:: Trecho para leitura ::
O terraplanismo econômico está doente, mas não morreu

Graças ao fracasso desconcertante do governo Dilma Rousseff e sua famigerada Nova Matriz Econômica, a ortodoxia tem emplacado grandes vitórias nos últimos anos. A aprovação da reforma trabalhista, o cadastro positivo, a TLP, o Teto de Gastos e, agora, a Reforma da Previdência são algumas bandeiras históricas desse lado de cá do debate. Tudo isso pode dar a impressão que a heterodoxia econômica está morta e sepultada no país. Mas não é bem assim, infelizmente. Basta ver o enorme esforço que economistas e professores heterodoxos fizeram em cada um desses temas. Sempre, obviamente, se posicionando contrários a cada uma daquelas pautas. O terraplanismo econômico está doente, talvez até envergonhado, mas longe de estar morto.

A Grande Depressão vivida pelo país ao longo dos anos 2014-2016, com reflexos que perduram até os dias atuais, envergonhou os defensores do terraplanismo econômico. Mas não causou, infelizmente, uma mudança de mentalidade irrestrita. Ao longo dos últimos três anos, quando foram feitas e discutidas pautas importantes para o país, ficou evidente que economistas e professores de economia ligados às ideias implementadas no país ao longo de 2006-2014 pouco aprenderam sobre os desatinos daquela agenda. Nem mesmo a adoção de uma taxa de juros que reduzisse ao longo do tempo os subsídios implícitos nos empréstimos do BNDES foi abraçada por esse grupo de economistas. Mesmo depois do fracasso estrondoso da política industrial tocada pelo banco.

Na pauta fiscal, é estridente a gritaria dos heterodoxos. Rechaçaram veementemente a adoção do teto de gastos, mesmo diante de um crescimento médio de 6% em termos reais nos últimos 20 anos. Gasto, para esse grupo, parece continuar sendo vida. Ou, em outras palavras, para retomar o crescimento, tudo o que é preciso fazer é aumentar o gasto. Não se atentaram em nenhum momento para o crescimento do gasto obrigatório - notadamente a folha de pagamentos de ativos e inativos - e o estrangulamento do investimento público, como consequência.

:: Instruções da tarefa ::
Transcreva sem nenhuma alteração a parte do texto sobre o terraplanismo econômico que começa em "Graças ao fracasso" e segue até "de estar morto.".

:: Registros de dados ::
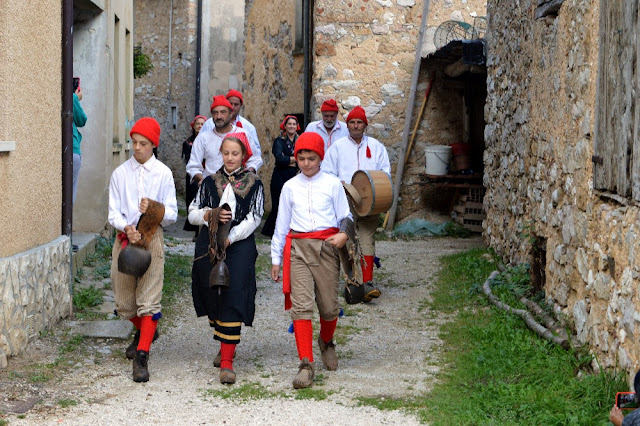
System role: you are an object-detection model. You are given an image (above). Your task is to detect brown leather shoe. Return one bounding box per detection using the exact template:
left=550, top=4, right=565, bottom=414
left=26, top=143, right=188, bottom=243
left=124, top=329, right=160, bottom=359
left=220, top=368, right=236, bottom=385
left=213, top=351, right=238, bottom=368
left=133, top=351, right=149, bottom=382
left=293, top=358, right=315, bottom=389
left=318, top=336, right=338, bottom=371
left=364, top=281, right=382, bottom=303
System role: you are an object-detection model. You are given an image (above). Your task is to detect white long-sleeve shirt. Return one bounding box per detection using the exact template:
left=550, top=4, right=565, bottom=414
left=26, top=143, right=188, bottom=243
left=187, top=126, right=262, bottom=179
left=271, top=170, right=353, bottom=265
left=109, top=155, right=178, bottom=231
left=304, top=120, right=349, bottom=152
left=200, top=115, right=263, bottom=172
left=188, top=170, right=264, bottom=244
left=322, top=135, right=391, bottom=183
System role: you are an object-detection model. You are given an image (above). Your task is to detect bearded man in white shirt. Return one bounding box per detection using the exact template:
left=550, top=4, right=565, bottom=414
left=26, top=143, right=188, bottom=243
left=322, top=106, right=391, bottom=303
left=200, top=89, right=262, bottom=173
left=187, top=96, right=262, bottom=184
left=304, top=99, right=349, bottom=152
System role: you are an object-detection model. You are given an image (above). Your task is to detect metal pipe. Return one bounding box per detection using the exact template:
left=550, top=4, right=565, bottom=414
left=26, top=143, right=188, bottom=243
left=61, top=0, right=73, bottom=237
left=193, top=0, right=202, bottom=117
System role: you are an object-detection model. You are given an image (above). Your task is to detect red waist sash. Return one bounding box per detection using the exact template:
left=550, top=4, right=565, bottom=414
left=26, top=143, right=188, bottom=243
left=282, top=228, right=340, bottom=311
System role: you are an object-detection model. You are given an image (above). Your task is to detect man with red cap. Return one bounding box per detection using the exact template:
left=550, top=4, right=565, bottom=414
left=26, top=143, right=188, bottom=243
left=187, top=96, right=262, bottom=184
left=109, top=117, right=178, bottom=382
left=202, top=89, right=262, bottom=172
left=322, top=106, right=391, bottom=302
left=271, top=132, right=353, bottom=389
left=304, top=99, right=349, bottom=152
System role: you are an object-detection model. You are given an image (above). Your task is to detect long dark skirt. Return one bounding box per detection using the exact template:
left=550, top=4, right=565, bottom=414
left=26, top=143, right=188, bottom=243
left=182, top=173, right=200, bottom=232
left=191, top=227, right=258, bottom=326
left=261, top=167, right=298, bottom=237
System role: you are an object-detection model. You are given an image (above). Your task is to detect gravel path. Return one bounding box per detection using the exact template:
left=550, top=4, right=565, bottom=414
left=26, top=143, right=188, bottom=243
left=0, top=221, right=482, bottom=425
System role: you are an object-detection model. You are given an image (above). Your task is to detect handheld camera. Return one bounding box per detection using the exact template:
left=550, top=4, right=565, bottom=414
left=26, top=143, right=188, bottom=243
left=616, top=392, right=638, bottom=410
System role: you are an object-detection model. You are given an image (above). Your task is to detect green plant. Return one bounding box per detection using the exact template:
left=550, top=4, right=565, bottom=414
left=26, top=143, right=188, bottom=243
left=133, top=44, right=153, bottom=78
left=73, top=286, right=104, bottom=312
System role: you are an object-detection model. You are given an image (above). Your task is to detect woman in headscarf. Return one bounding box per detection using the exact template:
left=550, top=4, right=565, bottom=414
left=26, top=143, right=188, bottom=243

:: Solução do problema ::
Graças ao fracasso desconcertante do governo Dilma Rousseff e sua famigerada Nova Matriz Econômica, a ortodoxia tem emplacado grandes vitórias nos últimos anos. A aprovação da reforma trabalhista, o cadastro positivo, a TLP, o Teto de Gastos e, agora, a Reforma da Previdência são algumas bandeiras históricas desse lado de cá do debate. Tudo isso pode dar a impressão que a heterodoxia econômica está morta e sepultada no país. Mas não é bem assim, infelizmente. Basta ver o enorme esforço que economistas e professores heterodoxos fizeram em cada um desses temas. Sempre, obviamente, se posicionando contrários a cada uma daquelas pautas. O terraplanismo econômico está doente, talvez até envergonhado, mas longe de estar morto.